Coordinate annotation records
>> START
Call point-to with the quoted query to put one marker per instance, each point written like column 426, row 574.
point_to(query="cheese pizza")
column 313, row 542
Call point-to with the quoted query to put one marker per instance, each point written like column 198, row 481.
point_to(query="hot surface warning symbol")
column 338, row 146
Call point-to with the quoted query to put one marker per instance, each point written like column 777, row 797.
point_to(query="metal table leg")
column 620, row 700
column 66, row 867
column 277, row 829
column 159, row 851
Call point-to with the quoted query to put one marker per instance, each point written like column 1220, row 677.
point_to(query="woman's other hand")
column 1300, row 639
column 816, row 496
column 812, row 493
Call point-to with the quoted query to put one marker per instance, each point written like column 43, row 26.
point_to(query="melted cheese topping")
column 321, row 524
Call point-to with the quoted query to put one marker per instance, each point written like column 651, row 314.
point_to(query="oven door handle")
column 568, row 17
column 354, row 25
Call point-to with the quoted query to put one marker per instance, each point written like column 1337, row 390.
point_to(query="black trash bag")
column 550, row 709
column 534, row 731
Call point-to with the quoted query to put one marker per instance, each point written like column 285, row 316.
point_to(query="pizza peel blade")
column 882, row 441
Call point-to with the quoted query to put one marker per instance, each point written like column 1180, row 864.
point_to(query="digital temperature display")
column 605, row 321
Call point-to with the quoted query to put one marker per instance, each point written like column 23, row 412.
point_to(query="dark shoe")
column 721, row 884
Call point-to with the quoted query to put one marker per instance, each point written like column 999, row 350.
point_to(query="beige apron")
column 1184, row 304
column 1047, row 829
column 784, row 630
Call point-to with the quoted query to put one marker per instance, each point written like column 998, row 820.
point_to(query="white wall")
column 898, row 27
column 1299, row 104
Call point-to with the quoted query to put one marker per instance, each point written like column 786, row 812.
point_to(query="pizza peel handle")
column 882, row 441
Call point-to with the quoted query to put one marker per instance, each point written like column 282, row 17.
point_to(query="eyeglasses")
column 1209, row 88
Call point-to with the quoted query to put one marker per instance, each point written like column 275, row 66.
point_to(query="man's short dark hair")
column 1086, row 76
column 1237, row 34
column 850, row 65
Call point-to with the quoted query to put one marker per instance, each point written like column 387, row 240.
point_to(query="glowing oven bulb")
>> END
What the task asks - Please reproduce all of the rows above line for line, with no changes.

Answer to this task -
Call point-to with the quoted query to put one marker per instance, each point written like column 426, row 574.
point_to(query="cheese pizza")
column 313, row 542
Call point-to with the quoted query to put one marker per instance, each point written like column 198, row 481.
point_to(query="hot surface warning symbol")
column 338, row 146
Call point-to with the quoted query to put one marker per instance, each point written like column 777, row 797.
point_to(query="metal table leg")
column 620, row 700
column 66, row 867
column 277, row 829
column 159, row 851
Call point-to with the quoted query to put one marker per instance, each point written like column 1220, row 677.
point_to(query="woman's other hand")
column 1300, row 639
column 816, row 496
column 812, row 493
Call point-to with the quoted query to put one marker per instance, each point written like column 43, row 26.
point_to(query="melted cheese topping")
column 321, row 524
Call point-to with the quoted query to put one marker per instance, each point written like column 651, row 314.
point_to(query="oven door handle")
column 568, row 17
column 354, row 25
Call point-to with the quoted query to put one marker per instance, each point written like column 1337, row 390.
point_to(query="black trash bag")
column 550, row 709
column 534, row 731
Call point-to with the quoted query to put one marker per instance, each point written like column 285, row 316.
point_to(query="pizza peel blade")
column 882, row 441
Call point-to with the quoted query to put one marker per instance, each point written like column 1180, row 864.
point_to(query="digital temperature display")
column 605, row 321
Call point-to with the quoted query to put one marker per instance, each point written like column 23, row 412.
point_to(query="dark shoe")
column 721, row 884
Call point-to with the quoted query to put one marker per instance, each point written like column 999, row 350.
point_to(query="beige apron")
column 1184, row 304
column 1047, row 829
column 784, row 630
Call point-to with the quoted query to put one marker per instance, each point written like column 998, row 820.
point_to(query="white wall")
column 898, row 27
column 1299, row 104
Call point-to with the quoted query to put one marker per instance, each point written like column 786, row 812.
point_to(query="pizza peel handle")
column 882, row 441
Call point-to with the quoted query to put one marker per instance, each point written like column 282, row 17.
point_to(query="eyeglasses")
column 1209, row 88
Call point-to with the quoted query to put one marker per instance, each point written like column 275, row 66.
point_to(query="man's short dark hair")
column 1086, row 76
column 1237, row 34
column 850, row 65
Call point-to with the quoted query to put one marker per instance, each point written like column 387, row 240.
point_to(query="glowing oven bulb")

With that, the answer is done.